Source records below:
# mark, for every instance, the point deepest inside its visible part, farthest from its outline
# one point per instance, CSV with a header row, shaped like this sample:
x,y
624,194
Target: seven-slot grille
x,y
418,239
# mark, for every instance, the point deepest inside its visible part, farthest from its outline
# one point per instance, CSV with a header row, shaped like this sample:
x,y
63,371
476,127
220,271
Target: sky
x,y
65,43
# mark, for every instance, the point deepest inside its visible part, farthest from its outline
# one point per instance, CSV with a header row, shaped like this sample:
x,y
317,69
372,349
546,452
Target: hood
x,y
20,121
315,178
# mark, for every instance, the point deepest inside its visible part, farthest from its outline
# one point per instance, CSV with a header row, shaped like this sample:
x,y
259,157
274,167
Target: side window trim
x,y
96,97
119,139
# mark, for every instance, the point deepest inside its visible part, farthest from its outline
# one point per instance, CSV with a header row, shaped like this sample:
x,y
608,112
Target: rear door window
End of Source records.
Source records below:
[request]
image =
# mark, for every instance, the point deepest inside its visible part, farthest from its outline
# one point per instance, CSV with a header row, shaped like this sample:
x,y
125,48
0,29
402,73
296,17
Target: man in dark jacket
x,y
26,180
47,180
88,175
End of Source records.
__What the task requires__
With the line holding "Target: sky" as the first and the line holding "Target: rear door window" as the last, please transcribe exactly the lines of the material above in that range and nothing else.

__Result for this exercise__
Target: sky
x,y
65,43
# mark, for every instance, the point deepest inside its visible part, farthest from its outline
# one point per instance, CSV with a header row, shaped like this sample:
x,y
317,69
372,349
546,452
Target: hood
x,y
20,121
315,178
# mark, for every instance, the point deepest inside its visible part, farthest from its outline
# one point per instance, CSV with a header row, shaped like this sample:
x,y
259,157
274,167
Target: side window trim
x,y
96,97
119,139
# mark, for every instance, the point deepest inside its visible part, farthest from its outline
# one point per instance, CSV with a header row, shaped like this sample:
x,y
608,112
Target: rear door window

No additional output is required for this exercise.